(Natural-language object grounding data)

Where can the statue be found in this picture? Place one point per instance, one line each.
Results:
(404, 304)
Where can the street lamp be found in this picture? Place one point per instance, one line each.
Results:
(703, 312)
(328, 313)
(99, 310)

(PROBLEM DESCRIPTION): The full set of entries, copied exactly, is the expected answer.

(YOUR SOLUTION):
Where can the statue be found in this picture? Place one point per instance, one line each.
Results:
(404, 304)
Where can the street lamp be found in this picture? Place one point per instance, one line each.
Results:
(703, 312)
(328, 313)
(99, 310)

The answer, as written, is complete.